/---
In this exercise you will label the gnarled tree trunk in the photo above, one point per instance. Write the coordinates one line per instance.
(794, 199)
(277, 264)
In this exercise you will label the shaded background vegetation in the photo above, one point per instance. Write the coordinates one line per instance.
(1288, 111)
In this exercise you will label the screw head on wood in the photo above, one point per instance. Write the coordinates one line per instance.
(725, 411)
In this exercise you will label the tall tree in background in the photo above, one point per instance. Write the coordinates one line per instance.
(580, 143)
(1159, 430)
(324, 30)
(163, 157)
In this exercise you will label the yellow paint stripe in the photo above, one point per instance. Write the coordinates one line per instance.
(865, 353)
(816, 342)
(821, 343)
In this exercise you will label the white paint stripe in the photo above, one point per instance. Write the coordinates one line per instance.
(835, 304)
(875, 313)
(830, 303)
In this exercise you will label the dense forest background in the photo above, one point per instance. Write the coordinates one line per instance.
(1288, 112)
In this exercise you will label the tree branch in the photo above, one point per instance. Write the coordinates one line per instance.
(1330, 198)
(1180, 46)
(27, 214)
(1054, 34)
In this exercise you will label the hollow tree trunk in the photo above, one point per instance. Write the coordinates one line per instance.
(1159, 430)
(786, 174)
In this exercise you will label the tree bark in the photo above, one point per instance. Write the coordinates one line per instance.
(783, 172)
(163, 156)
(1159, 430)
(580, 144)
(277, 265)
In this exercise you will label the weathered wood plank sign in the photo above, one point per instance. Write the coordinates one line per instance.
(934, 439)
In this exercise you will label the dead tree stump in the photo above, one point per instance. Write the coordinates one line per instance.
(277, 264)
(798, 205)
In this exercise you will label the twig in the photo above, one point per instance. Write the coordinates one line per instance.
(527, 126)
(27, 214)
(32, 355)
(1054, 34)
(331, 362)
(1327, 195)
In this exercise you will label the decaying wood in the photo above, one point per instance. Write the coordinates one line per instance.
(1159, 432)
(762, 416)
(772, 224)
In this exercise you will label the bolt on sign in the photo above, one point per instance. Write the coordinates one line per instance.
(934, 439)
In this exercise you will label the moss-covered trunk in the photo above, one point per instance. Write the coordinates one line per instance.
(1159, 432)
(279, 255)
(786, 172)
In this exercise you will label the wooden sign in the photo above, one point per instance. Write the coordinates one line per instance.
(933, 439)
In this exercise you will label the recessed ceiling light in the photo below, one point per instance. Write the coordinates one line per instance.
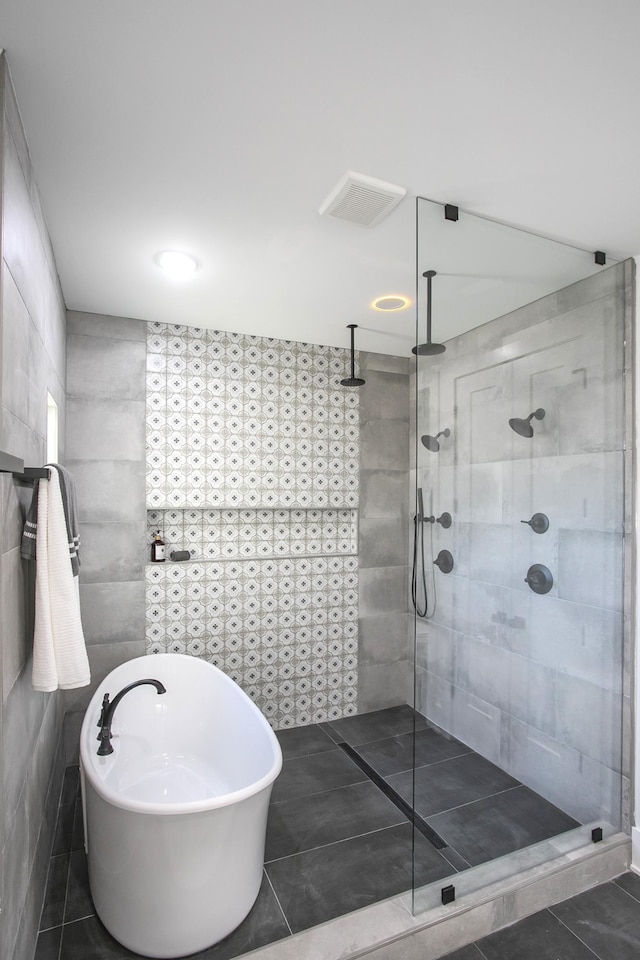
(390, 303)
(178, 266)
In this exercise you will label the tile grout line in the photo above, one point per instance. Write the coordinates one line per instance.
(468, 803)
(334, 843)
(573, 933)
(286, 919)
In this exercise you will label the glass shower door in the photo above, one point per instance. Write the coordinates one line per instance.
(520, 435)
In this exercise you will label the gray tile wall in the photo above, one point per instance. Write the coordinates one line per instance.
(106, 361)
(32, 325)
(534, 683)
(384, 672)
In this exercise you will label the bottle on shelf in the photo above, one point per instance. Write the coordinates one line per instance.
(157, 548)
\---
/---
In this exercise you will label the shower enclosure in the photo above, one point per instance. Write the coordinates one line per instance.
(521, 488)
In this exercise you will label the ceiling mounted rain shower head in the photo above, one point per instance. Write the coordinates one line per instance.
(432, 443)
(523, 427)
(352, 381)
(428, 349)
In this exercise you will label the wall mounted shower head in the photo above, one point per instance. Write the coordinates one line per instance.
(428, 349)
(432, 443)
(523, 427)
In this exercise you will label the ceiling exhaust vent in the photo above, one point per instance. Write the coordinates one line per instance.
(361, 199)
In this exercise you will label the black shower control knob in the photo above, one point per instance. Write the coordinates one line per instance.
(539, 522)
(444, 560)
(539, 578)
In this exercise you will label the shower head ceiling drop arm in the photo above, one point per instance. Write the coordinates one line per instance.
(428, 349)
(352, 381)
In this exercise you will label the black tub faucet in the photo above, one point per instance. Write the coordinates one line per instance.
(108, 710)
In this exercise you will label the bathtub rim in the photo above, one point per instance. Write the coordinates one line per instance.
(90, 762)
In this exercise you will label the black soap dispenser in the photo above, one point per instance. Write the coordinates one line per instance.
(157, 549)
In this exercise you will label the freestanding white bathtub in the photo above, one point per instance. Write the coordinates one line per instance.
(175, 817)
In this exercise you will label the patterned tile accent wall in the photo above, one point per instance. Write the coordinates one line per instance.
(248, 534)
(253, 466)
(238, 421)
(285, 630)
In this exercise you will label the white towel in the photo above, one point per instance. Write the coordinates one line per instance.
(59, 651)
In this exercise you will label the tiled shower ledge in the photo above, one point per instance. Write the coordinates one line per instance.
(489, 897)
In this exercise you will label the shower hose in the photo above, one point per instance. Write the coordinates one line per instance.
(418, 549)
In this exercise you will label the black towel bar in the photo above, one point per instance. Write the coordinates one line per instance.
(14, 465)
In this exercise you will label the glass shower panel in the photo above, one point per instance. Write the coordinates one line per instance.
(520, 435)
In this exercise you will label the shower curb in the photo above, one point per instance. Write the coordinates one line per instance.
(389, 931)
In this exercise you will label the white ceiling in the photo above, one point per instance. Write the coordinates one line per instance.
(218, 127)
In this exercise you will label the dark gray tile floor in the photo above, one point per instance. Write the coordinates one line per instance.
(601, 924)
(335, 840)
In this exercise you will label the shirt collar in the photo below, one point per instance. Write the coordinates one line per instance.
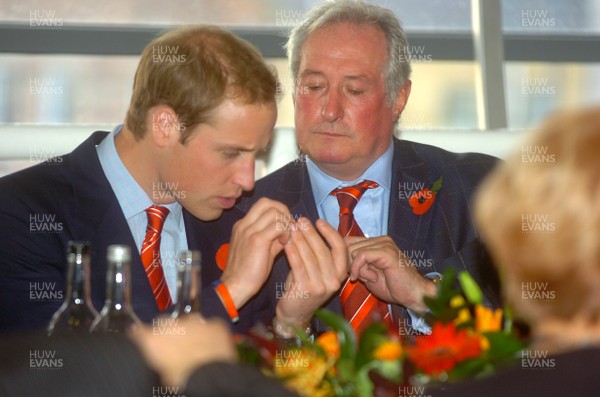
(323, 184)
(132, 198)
\---
/---
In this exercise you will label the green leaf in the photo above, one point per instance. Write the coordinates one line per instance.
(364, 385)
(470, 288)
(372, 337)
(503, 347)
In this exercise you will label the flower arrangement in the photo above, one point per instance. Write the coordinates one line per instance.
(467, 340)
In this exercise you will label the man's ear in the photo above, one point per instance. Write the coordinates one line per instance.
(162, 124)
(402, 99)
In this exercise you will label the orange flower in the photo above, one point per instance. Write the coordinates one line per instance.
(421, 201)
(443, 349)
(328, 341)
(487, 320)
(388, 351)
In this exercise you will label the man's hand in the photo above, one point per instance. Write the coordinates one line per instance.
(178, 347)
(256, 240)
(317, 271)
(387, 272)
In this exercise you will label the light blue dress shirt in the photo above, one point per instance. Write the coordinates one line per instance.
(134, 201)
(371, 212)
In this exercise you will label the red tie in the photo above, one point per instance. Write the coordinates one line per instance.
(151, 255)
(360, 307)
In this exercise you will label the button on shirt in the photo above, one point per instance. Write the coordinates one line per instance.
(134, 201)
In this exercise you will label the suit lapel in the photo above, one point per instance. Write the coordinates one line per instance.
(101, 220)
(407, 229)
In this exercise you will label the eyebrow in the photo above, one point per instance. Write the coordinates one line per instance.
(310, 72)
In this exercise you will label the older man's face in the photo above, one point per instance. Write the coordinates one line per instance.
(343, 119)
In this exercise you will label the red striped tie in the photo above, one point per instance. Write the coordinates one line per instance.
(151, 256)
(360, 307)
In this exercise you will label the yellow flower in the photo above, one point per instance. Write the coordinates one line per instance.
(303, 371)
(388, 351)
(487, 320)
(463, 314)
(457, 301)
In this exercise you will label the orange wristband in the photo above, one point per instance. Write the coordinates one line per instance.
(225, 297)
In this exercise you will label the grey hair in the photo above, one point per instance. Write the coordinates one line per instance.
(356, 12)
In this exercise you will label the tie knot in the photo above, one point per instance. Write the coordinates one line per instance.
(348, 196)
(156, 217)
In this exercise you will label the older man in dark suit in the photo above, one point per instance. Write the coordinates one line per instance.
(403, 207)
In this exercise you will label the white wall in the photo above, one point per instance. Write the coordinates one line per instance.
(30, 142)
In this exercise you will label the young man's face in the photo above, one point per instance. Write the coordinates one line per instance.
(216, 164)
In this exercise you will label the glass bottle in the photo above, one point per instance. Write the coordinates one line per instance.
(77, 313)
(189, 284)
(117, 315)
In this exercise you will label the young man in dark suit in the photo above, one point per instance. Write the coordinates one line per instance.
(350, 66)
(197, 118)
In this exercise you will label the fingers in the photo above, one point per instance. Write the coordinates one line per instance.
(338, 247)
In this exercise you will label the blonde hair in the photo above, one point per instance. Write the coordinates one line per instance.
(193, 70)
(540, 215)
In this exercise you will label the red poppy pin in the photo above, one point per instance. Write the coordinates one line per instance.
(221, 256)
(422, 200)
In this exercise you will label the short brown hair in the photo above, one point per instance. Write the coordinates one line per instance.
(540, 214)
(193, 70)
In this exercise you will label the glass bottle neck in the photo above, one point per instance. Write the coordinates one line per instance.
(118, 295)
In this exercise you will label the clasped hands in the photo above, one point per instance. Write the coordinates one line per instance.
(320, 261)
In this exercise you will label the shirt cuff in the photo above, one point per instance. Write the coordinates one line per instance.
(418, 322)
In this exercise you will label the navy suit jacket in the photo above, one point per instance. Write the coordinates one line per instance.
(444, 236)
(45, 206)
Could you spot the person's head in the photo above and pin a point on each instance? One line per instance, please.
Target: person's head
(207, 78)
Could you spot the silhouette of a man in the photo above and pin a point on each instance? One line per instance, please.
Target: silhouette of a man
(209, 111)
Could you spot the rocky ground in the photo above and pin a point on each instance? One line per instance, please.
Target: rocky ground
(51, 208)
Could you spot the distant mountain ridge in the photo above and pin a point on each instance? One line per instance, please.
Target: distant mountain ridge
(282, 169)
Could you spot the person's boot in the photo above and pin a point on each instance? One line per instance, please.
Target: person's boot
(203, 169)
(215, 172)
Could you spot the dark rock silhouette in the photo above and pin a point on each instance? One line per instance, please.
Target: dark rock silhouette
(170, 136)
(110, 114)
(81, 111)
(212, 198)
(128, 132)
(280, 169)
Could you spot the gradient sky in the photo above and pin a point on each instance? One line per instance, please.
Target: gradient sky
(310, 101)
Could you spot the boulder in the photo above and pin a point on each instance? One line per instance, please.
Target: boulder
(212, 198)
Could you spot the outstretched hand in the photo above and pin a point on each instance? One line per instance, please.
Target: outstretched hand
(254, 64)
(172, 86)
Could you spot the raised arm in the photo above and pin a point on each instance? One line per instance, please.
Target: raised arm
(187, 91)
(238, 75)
\---
* **What is needed**:
Rewrite only the listing lines from the line with "In this exercise you will label the gnarled" to the line with "(1288, 111)", swapping "vegetation" for "foliage" and leaving everything else untouched.

* **Exercise answer**:
In this exercise you will label the gnarled tree trunk in the photo above, one point per instance. Write the coordinates one line per instance.
(794, 199)
(277, 264)
In this exercise you will label the shaded background foliage in the photo above, one point per instance. Write the coordinates one line per instance.
(1288, 111)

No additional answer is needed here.